Items listed in a dataset:
[Begin]

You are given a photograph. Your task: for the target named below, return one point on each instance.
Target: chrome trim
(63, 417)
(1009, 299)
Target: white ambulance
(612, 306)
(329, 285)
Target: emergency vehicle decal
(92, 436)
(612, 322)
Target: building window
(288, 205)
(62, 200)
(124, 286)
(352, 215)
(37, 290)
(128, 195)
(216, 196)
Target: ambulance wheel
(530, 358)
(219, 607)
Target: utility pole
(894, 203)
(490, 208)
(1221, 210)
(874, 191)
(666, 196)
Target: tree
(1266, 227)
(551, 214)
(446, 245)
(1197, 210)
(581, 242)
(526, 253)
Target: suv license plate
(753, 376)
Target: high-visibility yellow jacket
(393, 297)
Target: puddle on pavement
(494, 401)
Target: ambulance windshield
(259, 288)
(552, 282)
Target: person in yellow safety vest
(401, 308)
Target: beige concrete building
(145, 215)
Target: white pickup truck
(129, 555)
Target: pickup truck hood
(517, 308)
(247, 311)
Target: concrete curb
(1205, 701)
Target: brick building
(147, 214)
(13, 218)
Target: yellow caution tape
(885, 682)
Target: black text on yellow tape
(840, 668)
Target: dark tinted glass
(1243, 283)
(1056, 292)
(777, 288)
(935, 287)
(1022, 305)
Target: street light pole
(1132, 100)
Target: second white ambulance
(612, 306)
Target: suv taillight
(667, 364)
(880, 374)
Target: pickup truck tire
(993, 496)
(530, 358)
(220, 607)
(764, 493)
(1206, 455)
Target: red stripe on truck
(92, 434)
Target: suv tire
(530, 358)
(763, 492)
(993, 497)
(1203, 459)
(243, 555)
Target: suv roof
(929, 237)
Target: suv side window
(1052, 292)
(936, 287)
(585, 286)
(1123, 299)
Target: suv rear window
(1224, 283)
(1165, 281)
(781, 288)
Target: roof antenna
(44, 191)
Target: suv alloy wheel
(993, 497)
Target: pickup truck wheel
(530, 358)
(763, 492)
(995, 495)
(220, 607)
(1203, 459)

[End]

Exercise directions: Scale the stretch of rows from the line containing "Target: second white ambulance" through the end of the rows: repeat every line, requests included, but multiply each coordinate in the answers by 2.4 and round to whole numbers, halves up. Return only those lines.

Solution for this problem:
Target: second white ambulance
(1469, 734)
Target: suv taillight
(1601, 874)
(2112, 898)
Target: pickup truck tire
(2383, 1190)
(1272, 859)
(528, 1457)
(1834, 1183)
(2894, 1092)
Target: red stripe on truck
(221, 1042)
Target: suv tire
(1272, 859)
(1831, 1181)
(2383, 1193)
(2887, 1102)
(583, 1332)
Target: suv roof
(2230, 569)
Target: suv side window
(2525, 701)
(2246, 689)
(1404, 686)
(2695, 718)
Target: suv rear window
(2938, 679)
(2796, 674)
(1874, 691)
Target: roof antenna
(106, 458)
Target: suv alloy wheel
(2383, 1193)
Target: pickup truck wheel
(1272, 859)
(1831, 1181)
(2388, 1188)
(528, 1457)
(2887, 1102)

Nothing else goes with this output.